## Цитируемый текст
■ ■ ■
Загадочные обстоятельства, таинственные лестницы, ведущие в подземелья, фальшивые, нарисованные на стене окна, поразительные по неожиданности встречи, тайные ходы и лазы, вообще всякие тайны, нечаянные подслушивания, удачные бегства, маскировки, розыгрыши, узнавания — все эти непременные атрибуты авантюрного романа и «романа тайн» густо уснащают произведения Толстого, а «Золотой ключик» только из них и состоит. Признание Г. Честертона в нелюбви к сентиментальным сказкам и любви к сказкам авантюрным было бы уместным эпиграфом к рассказу о «Приключениях Буратино»:
«…Ставят одни только плаксивые сказки. Я хочу видеть хорошую потасовку, раскаленную кочергу, полисмена, которого разделывают на котлеты, а мне преподносят принцесс, разглагольствующих при лунном свете, синих птиц и тому подобную ерунду. Синяя Борода — это по мне, да и тот нравится мне больше всего в виде Панталоне»[273].
Как в авантюрном романе, перед читателем «Приключений Буратино» мелькают, сменяя друг друга, улица, площадь, берег моря, балаган, лес, поляна, харчевня, пустырь, домик в лесу, река и пруд, пещера, скалистые откосы, снова улица, и за этим мельканием можно и не углядеть, что главное место действия — это дорога. Большая дорога из городка, где живет папа Карло, в Город Дураков — и обратно. Все сказочные приключения, как и положено приключениям, происходят на большой дороге и прилежащих к ней местностях. Эта дорога, повторяя (или задавая) своими поворотами и петлями изгибы судьбы героев, кончается там же, где и началась, и замыкает кольцом композицию сказки. Вся топография «Золотого ключика» изображена с такой реалистической дотошностью, что не составляет труда вычертить карту сказочной страны.
Лишь один участок пути — от чудесной дверцы до чудесного театра — не удается нанести на карту никакими пунктирами. Здесь пространство у А. Толстого изогнуто самым фантастическим образом: найденный глубоко под землей, театр в следующей главе оказывается рядом с заведением Карабаса Барабаса — на площади, причем подразумевается, что его туда никто не переносил. Вопреки физическим законам путь вниз приводит наверх.
Склонный к мистификациям писатель разыграл как-то в Кисловодске простака-курортника:
«Толстой уверил его, будто высочайшая из вершин Кавказа называется „Алла-Верды“ и что вечером состоится восхождение. „Алла-Верды“, — объяснял К. Чуковский, — кабачок, или, вернее, шашлычная, приютившаяся не на горе, а в низине. Вечером мы втроем совершили „восхождение вниз“.
— Почему же вниз? — удивлялся всю дорогу простак.
— Диалектика»[274], — совершенно серьезно отвечал Толстой.
Подобная шутовская, игровая «диалектика» осуществляется и в «Золотом ключике» с той, правда, разницей, что герои сказки совершают «нисхождение вверх». С ними происходит «нисхождение и преображение», если воспользоваться названием книги Толстого, вышедшей в Берлине за год до «Приключений Пиноккио» и дающей публицистическую версию той программы, которая впоследствии была развернута в трилогии — и в сказке о Буратино. «Преображение» в этой программе связывается — с театром. Толстой демистифицировал театральные концепции символистов, отнял у образа театра смысл «небесной родины» и придал ему значение родины земной. Театральный всплеск в «Хождении по мукам» порожден революцией, в сказке — стремлением вернуться в отечество, в страну детства. Путь Буратино и его друзей вниз приводит наверх вопреки всем законам физики, но в полном соответствии с логикой «идеологического пространства» Толстого.
■ ■ ■
## Сохранённые данные
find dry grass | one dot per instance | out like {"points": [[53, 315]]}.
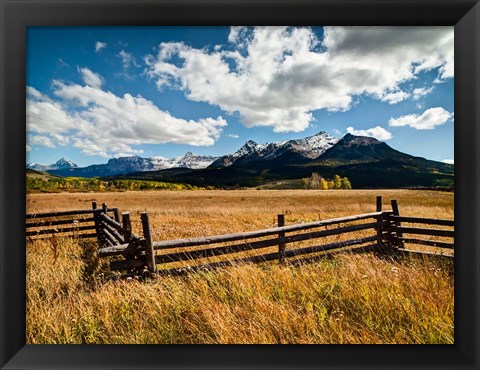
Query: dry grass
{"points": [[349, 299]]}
■ ■ ■
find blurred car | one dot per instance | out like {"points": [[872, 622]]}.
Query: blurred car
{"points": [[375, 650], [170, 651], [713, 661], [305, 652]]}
■ ■ ■
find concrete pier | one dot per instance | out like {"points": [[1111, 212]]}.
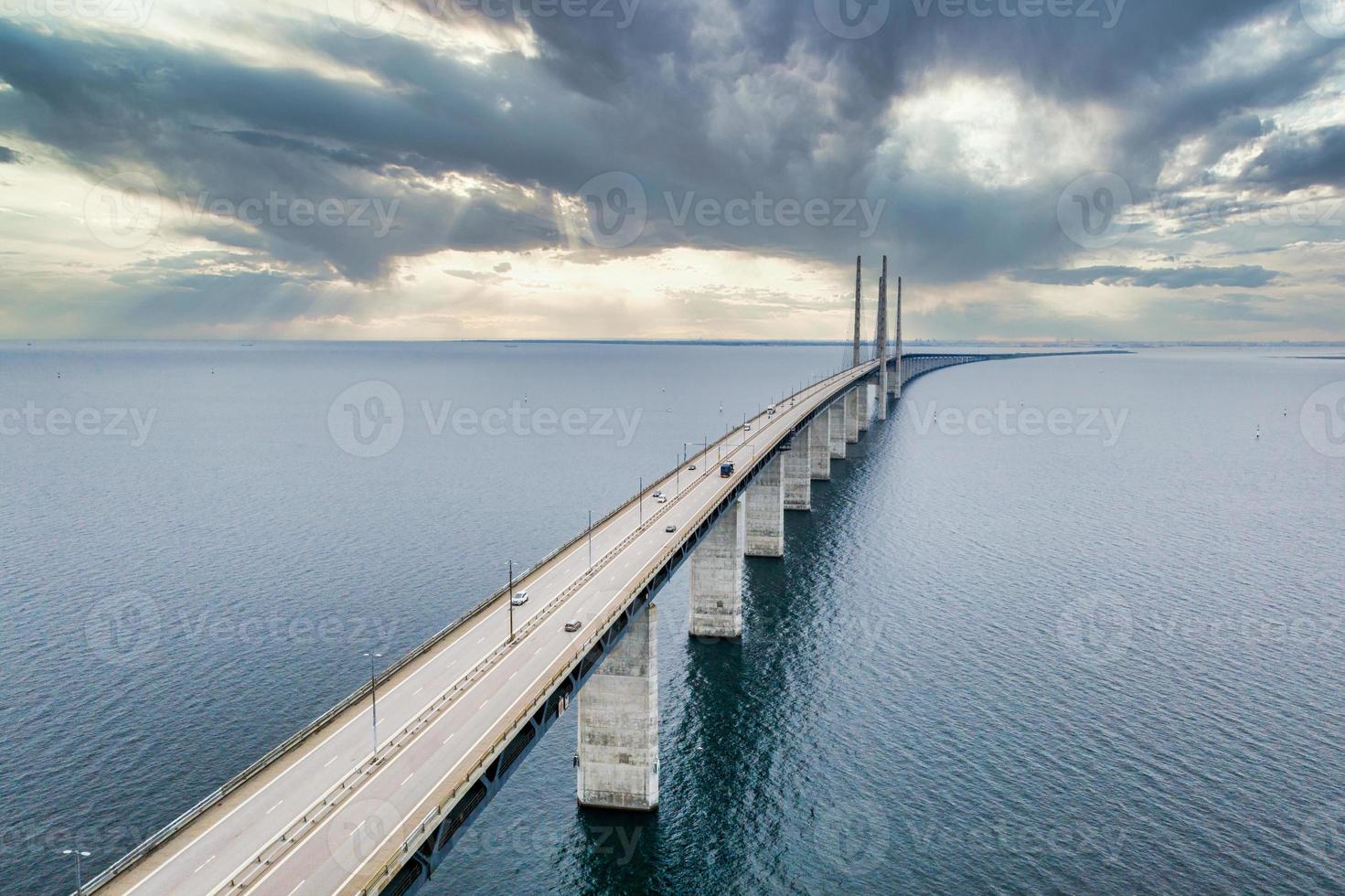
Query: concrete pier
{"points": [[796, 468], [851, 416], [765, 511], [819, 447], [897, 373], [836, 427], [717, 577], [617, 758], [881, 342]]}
■ ■ ■
## Что нужно сделать
1: Верните отрывок из текста о «Золотом ключике», начиная со слов "Лишь один участок" и заканчивая словами "вниз приводит наверх.".
2: Переведите на английский язык следующее предложение из текста о «Золотом ключике»: «Вопреки физическим законам путь вниз приводит наверх».
3: Изложите текст о «Золотом ключике» в двух предложениях.
Данные здесь никакой роли не играют.

## В ответ
1:
Лишь один участок пути — от чудесной дверцы до чудесного театра — не удается нанести на карту никакими пунктирами. Здесь пространство у А. Толстого изогнуто самым фантастическим образом: найденный глубоко под землей, театр в следующей главе оказывается рядом с заведением Карабаса Барабаса — на площади, причем подразумевается, что его туда никто не переносил. Вопреки физическим законам путь вниз приводит наверх.

2: Contrary to the laws of physics, the way down leads upward.

3: «Золотой ключик» целиком состоит из атрибутов авантюрного романа, а главным местом действия в нём служит большая дорога, которая кончается там же, где началась, и кольцом замыкает композицию сказки. Лишь путь от чудесной дверцы до чудесного театра невозможно нанести на карту: вопреки законам физики путь вниз приводит наверх, но это полностью соответствует логике «идеологического пространства» Толстого.